• [PROBLEM REQUIREMENTS]: Rewrite the data below, changing every "target category" to "requested class" and keeping everything else the same.

Excerpt from a dataset
* * * * * * *
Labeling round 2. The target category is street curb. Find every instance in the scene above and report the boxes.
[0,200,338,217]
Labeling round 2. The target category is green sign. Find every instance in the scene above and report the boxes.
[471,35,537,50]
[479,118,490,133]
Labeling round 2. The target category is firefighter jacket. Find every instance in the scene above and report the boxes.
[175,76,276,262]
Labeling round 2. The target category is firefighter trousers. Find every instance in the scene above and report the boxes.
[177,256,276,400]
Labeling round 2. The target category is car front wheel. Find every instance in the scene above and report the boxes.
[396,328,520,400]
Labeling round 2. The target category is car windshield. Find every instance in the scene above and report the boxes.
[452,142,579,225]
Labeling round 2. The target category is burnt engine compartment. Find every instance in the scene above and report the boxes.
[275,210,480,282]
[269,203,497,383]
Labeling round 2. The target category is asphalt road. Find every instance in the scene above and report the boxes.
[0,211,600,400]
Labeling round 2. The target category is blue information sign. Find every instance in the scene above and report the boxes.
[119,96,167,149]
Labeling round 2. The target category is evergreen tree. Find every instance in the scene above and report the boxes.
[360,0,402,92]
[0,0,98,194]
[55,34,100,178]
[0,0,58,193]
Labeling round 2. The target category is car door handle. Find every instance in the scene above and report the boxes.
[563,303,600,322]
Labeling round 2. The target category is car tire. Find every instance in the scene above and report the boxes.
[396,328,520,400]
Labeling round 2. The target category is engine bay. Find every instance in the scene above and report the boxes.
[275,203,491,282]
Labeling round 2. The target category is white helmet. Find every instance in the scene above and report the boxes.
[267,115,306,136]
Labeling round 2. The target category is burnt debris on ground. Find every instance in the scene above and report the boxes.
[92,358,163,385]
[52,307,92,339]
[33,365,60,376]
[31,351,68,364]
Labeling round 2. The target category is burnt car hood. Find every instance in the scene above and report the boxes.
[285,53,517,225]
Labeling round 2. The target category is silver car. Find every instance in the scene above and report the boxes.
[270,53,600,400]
* * * * * * *
• [RESULT FOR THIS TASK]:
Labeling round 2. The requested class is street curb. Find every instance in the scene above and report the boxes.
[0,200,338,217]
Labeling round 2. The requested class is green sign. Find every instance in the scene above and report the boxes.
[471,35,537,50]
[479,118,490,133]
Labeling round 2. The requested class is firefighter jacket. Find every instance in the scene above and report the boxes.
[175,76,276,262]
Labeling round 2. The requested class is firefighter trousers. Find every instance in the scene above and report the boxes.
[177,256,276,400]
Labeling round 2. The requested class is car front wheel. Find every instance in the scene above and report the boxes.
[396,328,520,400]
Labeling round 2. The requested class is car windshield. Find every instance in the scene above and report the boxes.
[452,142,579,225]
Labeling round 2. The requested class is burnt engine compartment. Find every instance in the scene above and report the boxes.
[275,210,480,282]
[269,203,497,383]
Labeling round 2. The requested class is asphalt road. Find every instance in the scene above and report the boxes.
[0,211,600,400]
Labeling round 2. The requested class is blue information sign. Find every instance in the scene above and report the boxes.
[119,96,167,149]
Labeling round 2. The requested class is evergreen tree. Find every instance in the scene above and report the boxes.
[360,0,402,92]
[0,0,98,194]
[55,34,100,178]
[0,0,58,193]
Labeling round 2. The requested class is car door handle. Find every instance in the scene above and report the boxes.
[563,303,600,322]
Labeling round 2. The requested class is car tire. Find every instance in the scene above and report the boxes.
[396,328,520,400]
Labeling round 2. The requested class is engine bay. Find every instance in the scene above and report the boxes.
[275,203,491,282]
Labeling round 2. The requested class is white helmet. Find every instance in the scene above and report the boxes.
[267,115,306,136]
Labeling round 2. The requested class is burnt debris on ground. Find every instance in the scene above and report the boxes.
[92,358,163,385]
[52,307,92,339]
[33,365,60,376]
[31,351,68,364]
Labeling round 2. The requested class is burnt car hood. Find every instance in the scene above and report the boxes.
[285,53,517,225]
Labeling round 2. The requested class is silver car. Find every instance in the scene above and report the boxes.
[270,53,600,400]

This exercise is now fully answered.